### ФРАГМЕНТ ТЕКСТА
──────
И главным символом неизбежных и трагических перемен становится кинотеатр «Классик», «легендарный маленький храм искусств», который в самом начале книги воплощает в себе модернизм. Кинотеатром управляет Клэр, девушка с идеальным вкусом и эстетическим чутьем, затем в 60-е ее сменяет Гейб Шарки – такой, знаете, собирательный образ битника: наркоман и алкоголик, плюющий на этику и социальные устои. Шарки превращает ранее элитистский, подпольный «Классик» в притон, в вертеп, в котором крутят порнографию и всякого рода непотребства, включая фильмы Энди Уорхола.
Роман Рошака дает отличное представление о том, как отжившая свое культура модерна смотрит на тех, кто пришел ей на смену, – на постмодернистов – и видит в них варваров. Джонни Гейтс в споре с Шарки буквально так и думает: «И вот с этим народом я говорю о цивилизации? Это же варвары у ворот».
──────
### ВЫДЕРЖКА ИЗ ДАННЫХ
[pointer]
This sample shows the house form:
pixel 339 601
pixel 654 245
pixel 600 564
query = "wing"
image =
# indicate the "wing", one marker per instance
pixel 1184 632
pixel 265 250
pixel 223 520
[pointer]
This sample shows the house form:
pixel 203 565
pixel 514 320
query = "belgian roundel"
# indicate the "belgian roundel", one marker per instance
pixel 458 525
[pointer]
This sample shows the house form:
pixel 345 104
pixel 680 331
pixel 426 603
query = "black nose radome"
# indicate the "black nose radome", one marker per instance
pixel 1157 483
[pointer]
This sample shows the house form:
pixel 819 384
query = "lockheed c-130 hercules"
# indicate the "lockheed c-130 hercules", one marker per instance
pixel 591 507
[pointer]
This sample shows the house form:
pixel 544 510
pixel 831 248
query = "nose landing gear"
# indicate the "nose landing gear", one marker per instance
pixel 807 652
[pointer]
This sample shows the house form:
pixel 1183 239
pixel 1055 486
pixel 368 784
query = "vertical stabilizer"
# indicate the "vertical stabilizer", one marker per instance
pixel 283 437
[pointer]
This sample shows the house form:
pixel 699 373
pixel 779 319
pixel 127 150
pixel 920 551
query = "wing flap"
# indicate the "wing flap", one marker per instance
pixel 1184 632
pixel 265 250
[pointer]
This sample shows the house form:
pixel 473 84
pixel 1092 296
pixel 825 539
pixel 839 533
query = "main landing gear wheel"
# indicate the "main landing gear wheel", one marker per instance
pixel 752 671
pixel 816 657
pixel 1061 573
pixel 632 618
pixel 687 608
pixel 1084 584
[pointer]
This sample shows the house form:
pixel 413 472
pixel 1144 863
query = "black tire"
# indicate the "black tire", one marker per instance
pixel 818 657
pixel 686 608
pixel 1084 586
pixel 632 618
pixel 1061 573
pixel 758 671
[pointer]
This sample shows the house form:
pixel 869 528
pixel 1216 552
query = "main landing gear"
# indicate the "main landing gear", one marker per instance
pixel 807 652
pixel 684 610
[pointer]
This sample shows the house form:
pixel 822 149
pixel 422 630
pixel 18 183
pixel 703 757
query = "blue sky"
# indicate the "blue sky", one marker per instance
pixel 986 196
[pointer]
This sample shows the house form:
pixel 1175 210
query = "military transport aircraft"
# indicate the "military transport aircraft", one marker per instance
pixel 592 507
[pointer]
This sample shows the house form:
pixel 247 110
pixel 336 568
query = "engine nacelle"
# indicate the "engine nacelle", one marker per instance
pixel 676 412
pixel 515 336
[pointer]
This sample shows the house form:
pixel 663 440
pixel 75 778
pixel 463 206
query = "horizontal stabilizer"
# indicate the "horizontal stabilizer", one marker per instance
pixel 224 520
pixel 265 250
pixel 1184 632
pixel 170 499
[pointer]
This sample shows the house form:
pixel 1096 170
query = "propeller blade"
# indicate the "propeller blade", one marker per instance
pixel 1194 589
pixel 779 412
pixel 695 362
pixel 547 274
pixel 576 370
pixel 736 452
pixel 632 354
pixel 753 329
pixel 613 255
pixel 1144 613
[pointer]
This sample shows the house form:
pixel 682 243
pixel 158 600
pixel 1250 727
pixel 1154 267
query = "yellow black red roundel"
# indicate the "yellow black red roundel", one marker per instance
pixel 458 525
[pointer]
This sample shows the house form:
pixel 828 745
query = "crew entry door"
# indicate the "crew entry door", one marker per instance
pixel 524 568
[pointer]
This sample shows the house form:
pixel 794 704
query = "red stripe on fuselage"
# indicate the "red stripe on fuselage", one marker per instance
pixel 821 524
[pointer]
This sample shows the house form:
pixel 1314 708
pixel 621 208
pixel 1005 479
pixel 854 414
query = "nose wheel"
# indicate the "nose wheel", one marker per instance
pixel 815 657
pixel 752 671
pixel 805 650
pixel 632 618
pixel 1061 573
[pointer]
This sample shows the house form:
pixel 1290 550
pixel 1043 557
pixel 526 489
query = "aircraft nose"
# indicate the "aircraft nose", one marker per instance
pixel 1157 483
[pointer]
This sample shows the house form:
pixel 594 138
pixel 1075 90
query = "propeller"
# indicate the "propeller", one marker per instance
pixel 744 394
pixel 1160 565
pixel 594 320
──────
### ВЫПОЛНИТЕ ЗАДАНИЯ
[A] Перечислите все имена и фамилии людей, которые встречаются в тексте о романе Рошака.
[B] Перепечатайте отрывок из текста о романе Рошака: начните с места, где стоят слова «И главным символом», и остановитесь после слов «фильмы Энди Уорхола.».
[C] Кто, согласно тексту о романе Рошака, управляет кинотеатром «Классик» до того, как в 60-е годы на смену приходит Гейб Шарки?
Листинг представляет собой отдельный материал.

### ГОТОВЫЕ ОТВЕТЫ
[A] Клэр, Гейб Шарки, Энди Уорхол, Рошак, Джонни Гейтс.

[B]
И главным символом неизбежных и трагических перемен становится кинотеатр «Классик», «легендарный маленький храм искусств», который в самом начале книги воплощает в себе модернизм. Кинотеатром управляет Клэр, девушка с идеальным вкусом и эстетическим чутьем, затем в 60-е ее сменяет Гейб Шарки – такой, знаете, собирательный образ битника: наркоман и алкоголик, плюющий на этику и социальные устои. Шарки превращает ранее элитистский, подпольный «Классик» в притон, в вертеп, в котором крутят порнографию и всякого рода непотребства, включая фильмы Энди Уорхола.

[C] Клэр.